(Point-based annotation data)
* BEGIN *

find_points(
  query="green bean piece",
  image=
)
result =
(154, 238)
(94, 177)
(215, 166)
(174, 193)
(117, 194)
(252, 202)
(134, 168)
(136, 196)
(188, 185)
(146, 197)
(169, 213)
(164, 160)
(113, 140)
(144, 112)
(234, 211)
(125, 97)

* END *

*EXERCISE DETAILS:*
Reproduce the lines of the items above without any changes.

*TASK RESPONSE:*
find_points(
  query="green bean piece",
  image=
)
result =
(154, 238)
(94, 177)
(215, 166)
(174, 193)
(117, 194)
(252, 202)
(134, 168)
(136, 196)
(188, 185)
(146, 197)
(169, 213)
(164, 160)
(113, 140)
(144, 112)
(234, 211)
(125, 97)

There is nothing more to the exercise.